━━ Excerpt ━━
How do they handle the issue of keeping usernames unique? If I were to sign up on one server with my handle, what's to stop someone from signing up on another server with that same handle to impersonate me?


Your address ends with "@SERVER" so you can't register with a duplicate prefix name on any given server.


But how prominent is the @SERVER part? Is is something that people will pay attention to? Or will they just see "mark_l_watson", assume it's you, and take whatever is being said as being said by you, even though it's not on the server you use?


What's to stop you from getting mattl@hotmail.com and pretending to be me in email?

Same thing, really.


You get an email that you respond to to finish the registration process.


No, I mean... what is the difference between a user called mattl being on two GNU social servers, and a user called mattl being on two common, gratis email servers?

I could go and make a webmail account called mark_l_watson@whatever.com and people shouldn't assume it was you.


Good point. Perhaps better to login with OpenID?


OpenID is dead, effectively.


So it's still a major problem.


No more than anywhere else. If you have your own domain name, you can host your own GNU social instance, or point people to your profile.


That's not really an answer. Repeating the mistakes of the past, especially with something as personal as social media, is a HUGE oversight that needs to be corrected post-haste.
━━━
Set problem a: Duplicate every one of the entries below, word for word.
The discussion above and the entries after it are unrelated material.
━━ Input rows ━━
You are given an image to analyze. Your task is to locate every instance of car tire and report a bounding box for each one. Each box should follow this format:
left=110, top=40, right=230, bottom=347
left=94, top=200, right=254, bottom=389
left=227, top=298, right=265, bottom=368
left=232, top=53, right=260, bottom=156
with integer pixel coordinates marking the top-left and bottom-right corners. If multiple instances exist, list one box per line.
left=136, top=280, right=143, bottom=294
━━━
Set problem b: In the discussion of GNU social usernames, why can't someone register a duplicate name on a given server?

Expected output a:
You are given an image to analyze. Your task is to locate every instance of car tire and report a bounding box for each one. Each box should follow this format:
left=110, top=40, right=230, bottom=347
left=94, top=200, right=254, bottom=389
left=227, top=298, right=265, bottom=368
left=232, top=53, right=260, bottom=156
with integer pixel coordinates marking the top-left and bottom-right corners. If multiple instances exist, list one box per line.
left=136, top=280, right=143, bottom=294

Expected output b: Each address ends with "@SERVER." That is why the same prefix name can't be registered twice on any one server.